Records for this exercise:

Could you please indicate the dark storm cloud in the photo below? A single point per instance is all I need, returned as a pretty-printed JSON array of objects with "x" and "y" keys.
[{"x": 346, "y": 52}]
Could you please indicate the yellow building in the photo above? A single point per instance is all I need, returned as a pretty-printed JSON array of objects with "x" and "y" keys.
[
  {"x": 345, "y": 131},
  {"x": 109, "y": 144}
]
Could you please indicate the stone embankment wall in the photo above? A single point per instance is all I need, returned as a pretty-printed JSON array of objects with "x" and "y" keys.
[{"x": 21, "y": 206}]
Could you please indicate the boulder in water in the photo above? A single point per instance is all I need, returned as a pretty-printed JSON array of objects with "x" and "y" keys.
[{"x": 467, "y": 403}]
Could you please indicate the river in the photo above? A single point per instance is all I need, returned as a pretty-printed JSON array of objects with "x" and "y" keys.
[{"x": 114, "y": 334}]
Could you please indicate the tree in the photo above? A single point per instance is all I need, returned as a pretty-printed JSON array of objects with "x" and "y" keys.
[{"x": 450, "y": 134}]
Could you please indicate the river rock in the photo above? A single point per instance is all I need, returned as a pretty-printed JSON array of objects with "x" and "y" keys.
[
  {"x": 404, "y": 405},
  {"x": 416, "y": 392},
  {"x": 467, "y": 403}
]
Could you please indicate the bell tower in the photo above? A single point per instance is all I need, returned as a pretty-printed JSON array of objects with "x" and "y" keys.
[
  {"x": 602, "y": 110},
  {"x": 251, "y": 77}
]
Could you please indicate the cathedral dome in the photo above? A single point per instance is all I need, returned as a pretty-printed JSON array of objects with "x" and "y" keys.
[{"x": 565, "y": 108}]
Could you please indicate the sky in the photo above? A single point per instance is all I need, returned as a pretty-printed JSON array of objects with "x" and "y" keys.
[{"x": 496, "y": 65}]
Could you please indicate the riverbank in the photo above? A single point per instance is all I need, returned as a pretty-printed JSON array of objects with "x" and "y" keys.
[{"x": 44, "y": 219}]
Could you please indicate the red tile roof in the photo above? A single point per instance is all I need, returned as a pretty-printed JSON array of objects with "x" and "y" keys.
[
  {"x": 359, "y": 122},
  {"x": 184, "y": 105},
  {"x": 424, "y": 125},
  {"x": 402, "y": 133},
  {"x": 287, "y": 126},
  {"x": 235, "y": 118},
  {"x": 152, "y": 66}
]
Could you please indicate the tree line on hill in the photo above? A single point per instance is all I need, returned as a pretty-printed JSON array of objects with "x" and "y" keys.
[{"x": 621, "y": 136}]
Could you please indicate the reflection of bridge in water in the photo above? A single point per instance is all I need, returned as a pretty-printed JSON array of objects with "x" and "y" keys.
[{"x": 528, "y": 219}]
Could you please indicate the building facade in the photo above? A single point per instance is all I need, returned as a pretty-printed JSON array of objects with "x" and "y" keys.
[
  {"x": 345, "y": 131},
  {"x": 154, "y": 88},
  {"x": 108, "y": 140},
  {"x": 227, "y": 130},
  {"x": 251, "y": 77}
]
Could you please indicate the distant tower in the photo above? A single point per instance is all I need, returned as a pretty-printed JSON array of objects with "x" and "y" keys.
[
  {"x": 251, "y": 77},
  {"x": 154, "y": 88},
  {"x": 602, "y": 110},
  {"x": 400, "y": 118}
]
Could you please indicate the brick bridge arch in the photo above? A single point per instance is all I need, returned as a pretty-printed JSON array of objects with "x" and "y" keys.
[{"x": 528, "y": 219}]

Work instructions: Restate the records above in full, keeping each line exactly as it stands.

Reply to the task:
Could you please indicate the dark storm cloud in the photo below? A single point per instance is all I need, returned as a pretty-printed JSON array of objects with "x" and "y" keys.
[{"x": 346, "y": 52}]
Could you please indicate the yellow building in the photo above? A single point per instance is all I need, returned as a pretty-printed JSON array of objects with "x" and "y" keys.
[
  {"x": 345, "y": 131},
  {"x": 109, "y": 144}
]
Could you please indicate the stone embankment wall in the photo above? A single point per instance is all I need, returned as a pretty-printed JSON array of objects with "x" and "y" keys.
[{"x": 21, "y": 206}]
Could you please indicate the boulder in water in the photo above? A single point per instance is all I need, returned as a pretty-printed JSON array of objects with "x" and "y" keys.
[{"x": 467, "y": 403}]
Could you please indicate the river in the photo above? A single point per instance is all I need, returned as a pretty-printed JSON array of objects with "x" and "y" keys.
[{"x": 114, "y": 334}]
Could you please indicate the tree in the photo above? A single point per instance is all I need, returned as a pretty-printed JSON array of objects with "x" and "y" keys.
[{"x": 450, "y": 134}]
Could you please indicate the river rock in the photo above? A single point per instance is all I need, returned as a pretty-printed JSON array of objects with "x" and "y" keys.
[
  {"x": 404, "y": 405},
  {"x": 416, "y": 392},
  {"x": 467, "y": 403}
]
Could you please indicate the bell tower in the photo above? A single point per instance is all I need, returned as a pretty-printed JSON array of objects with "x" and "y" keys.
[
  {"x": 602, "y": 110},
  {"x": 251, "y": 77}
]
Could you please indicate the cathedral dome in the photo above? A single point per instance is all I need, returned as a pretty-printed JSON array of objects with "x" and "y" keys.
[{"x": 565, "y": 108}]
Could you please indicate the sky in the photo above? A single point per instance is all I need, returned as a pretty-printed JSON array of objects with "x" and "y" keys.
[{"x": 496, "y": 65}]
Could you please indicate the riverbank in the photo above? A single point per instance is all I need, returned as a pretty-printed JSON array of objects with "x" and "y" keys.
[{"x": 44, "y": 219}]
Could you please indicate the red tile roof in the photo above? A single point per instance is all I need, returned as a pretty-printed JSON array of objects with "x" and "y" keys.
[
  {"x": 359, "y": 122},
  {"x": 184, "y": 105},
  {"x": 424, "y": 125},
  {"x": 402, "y": 133},
  {"x": 287, "y": 126},
  {"x": 235, "y": 118},
  {"x": 152, "y": 66}
]
Could you please indicate the tree line on hill in the photo above? A single point per instance is all I need, returned as a pretty-printed JSON array of objects with "x" and "y" keys.
[{"x": 621, "y": 136}]
Could you please indicate the reflection of bridge in water in the photo above? A single point per instance is all I need, returned as a pretty-printed JSON array of objects with "x" and "y" keys.
[{"x": 528, "y": 219}]
Could you please indicate the building facade in the photo above? A single point per instance is all I need, returned as a pretty-printed JSON array of objects with "x" and "y" keys.
[
  {"x": 345, "y": 131},
  {"x": 154, "y": 88},
  {"x": 108, "y": 140},
  {"x": 227, "y": 130},
  {"x": 251, "y": 77}
]
Could you please indicate the distant tower in the photo above? A single point per instance is all I need, returned as a pretty-printed JSON array of objects with "x" and "y" keys.
[
  {"x": 251, "y": 77},
  {"x": 154, "y": 88},
  {"x": 602, "y": 110},
  {"x": 400, "y": 118}
]
Could you please indicate the brick bridge arch in the photo above? A single point per instance is all I need, returned as a pretty-printed JSON array of objects with "x" and "y" keys.
[{"x": 528, "y": 219}]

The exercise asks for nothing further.